Available data:
■ ■ ■
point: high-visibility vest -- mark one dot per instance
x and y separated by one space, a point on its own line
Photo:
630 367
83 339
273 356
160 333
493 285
■ ■ ■
Type out the material above once more, exactly.

point: high-visibility vest -- mark one dot per instance
x and y separated by one space, a point on its own line
Photo:
630 367
83 339
273 356
160 333
493 285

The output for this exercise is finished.